MATERIAL TO PROCESS.
· · · · ·

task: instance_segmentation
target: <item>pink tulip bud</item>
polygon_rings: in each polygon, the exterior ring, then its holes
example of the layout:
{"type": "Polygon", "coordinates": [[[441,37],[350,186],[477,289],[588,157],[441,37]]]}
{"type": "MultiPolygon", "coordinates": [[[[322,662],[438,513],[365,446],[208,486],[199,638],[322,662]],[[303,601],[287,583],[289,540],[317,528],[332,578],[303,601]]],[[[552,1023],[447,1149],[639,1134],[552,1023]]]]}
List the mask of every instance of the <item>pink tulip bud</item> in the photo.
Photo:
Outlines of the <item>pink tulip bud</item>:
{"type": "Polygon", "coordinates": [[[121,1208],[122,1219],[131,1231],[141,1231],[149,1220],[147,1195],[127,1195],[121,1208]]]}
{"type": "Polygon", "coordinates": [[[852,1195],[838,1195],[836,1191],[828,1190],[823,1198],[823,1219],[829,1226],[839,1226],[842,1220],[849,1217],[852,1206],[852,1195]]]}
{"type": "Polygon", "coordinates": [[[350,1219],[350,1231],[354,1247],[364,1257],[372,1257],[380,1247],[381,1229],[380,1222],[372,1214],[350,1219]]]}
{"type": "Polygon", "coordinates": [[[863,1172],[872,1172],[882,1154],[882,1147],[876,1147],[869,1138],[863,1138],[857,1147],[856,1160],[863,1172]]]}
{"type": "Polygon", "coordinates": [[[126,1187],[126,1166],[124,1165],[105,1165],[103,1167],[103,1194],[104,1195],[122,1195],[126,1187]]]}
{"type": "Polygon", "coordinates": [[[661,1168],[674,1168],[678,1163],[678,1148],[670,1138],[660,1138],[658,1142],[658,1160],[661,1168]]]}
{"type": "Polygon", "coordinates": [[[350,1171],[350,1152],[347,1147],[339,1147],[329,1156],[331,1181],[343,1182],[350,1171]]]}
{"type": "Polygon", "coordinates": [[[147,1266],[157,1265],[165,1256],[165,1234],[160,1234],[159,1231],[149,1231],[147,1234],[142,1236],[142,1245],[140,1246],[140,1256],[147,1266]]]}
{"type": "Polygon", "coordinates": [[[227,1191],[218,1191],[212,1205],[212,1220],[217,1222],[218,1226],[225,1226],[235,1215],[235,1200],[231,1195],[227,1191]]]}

· · · · ·

GIVEN EXERCISE. Write out all the entries above as a two-column CSV with the header row instruction,output. Give one row per entry, with its instruction text in the instruction column and its answer in the output column. Put each field in double quotes and turn its line breaks into spaces.

SOLUTION TO THIS PROBLEM.
instruction,output
"task: instance_segmentation target: <item>pink tulip bud</item> polygon_rings: in each polygon, the exterior ring, then its holes example of the layout: {""type"": ""Polygon"", ""coordinates"": [[[441,37],[350,186],[477,289],[588,157],[441,37]]]} {""type"": ""MultiPolygon"", ""coordinates"": [[[[322,662],[438,513],[365,446],[208,486],[199,638],[322,662]],[[303,601],[287,583],[289,540],[317,528],[332,578],[303,601]]],[[[552,1023],[447,1149],[639,1134],[552,1023]]]]} List the mask of every instance of the <item>pink tulip bud</item> in the photo. Photo: Outlines of the <item>pink tulip bud</item>:","{""type"": ""Polygon"", ""coordinates"": [[[121,1208],[122,1219],[131,1231],[141,1231],[149,1220],[147,1195],[127,1195],[121,1208]]]} {""type"": ""Polygon"", ""coordinates"": [[[852,1195],[838,1195],[836,1191],[828,1190],[823,1198],[823,1219],[829,1226],[839,1226],[842,1220],[849,1217],[852,1206],[852,1195]]]} {""type"": ""Polygon"", ""coordinates"": [[[350,1219],[350,1231],[354,1247],[364,1257],[372,1257],[380,1247],[381,1229],[380,1222],[372,1214],[350,1219]]]} {""type"": ""Polygon"", ""coordinates"": [[[863,1172],[872,1172],[882,1154],[882,1147],[876,1147],[869,1138],[863,1138],[857,1147],[856,1160],[863,1172]]]} {""type"": ""Polygon"", ""coordinates"": [[[126,1187],[126,1166],[124,1165],[105,1165],[103,1167],[103,1194],[104,1195],[122,1195],[126,1187]]]} {""type"": ""Polygon"", ""coordinates"": [[[661,1168],[674,1168],[678,1163],[678,1148],[670,1138],[660,1138],[658,1142],[658,1160],[661,1168]]]} {""type"": ""Polygon"", ""coordinates"": [[[350,1171],[350,1152],[347,1147],[339,1147],[329,1156],[331,1181],[343,1182],[350,1171]]]} {""type"": ""Polygon"", ""coordinates"": [[[147,1266],[157,1265],[165,1256],[165,1234],[160,1234],[159,1231],[149,1231],[147,1234],[142,1236],[142,1245],[140,1246],[140,1256],[147,1266]]]} {""type"": ""Polygon"", ""coordinates"": [[[227,1191],[218,1191],[212,1205],[212,1220],[217,1222],[218,1226],[225,1226],[235,1215],[235,1200],[231,1195],[227,1191]]]}"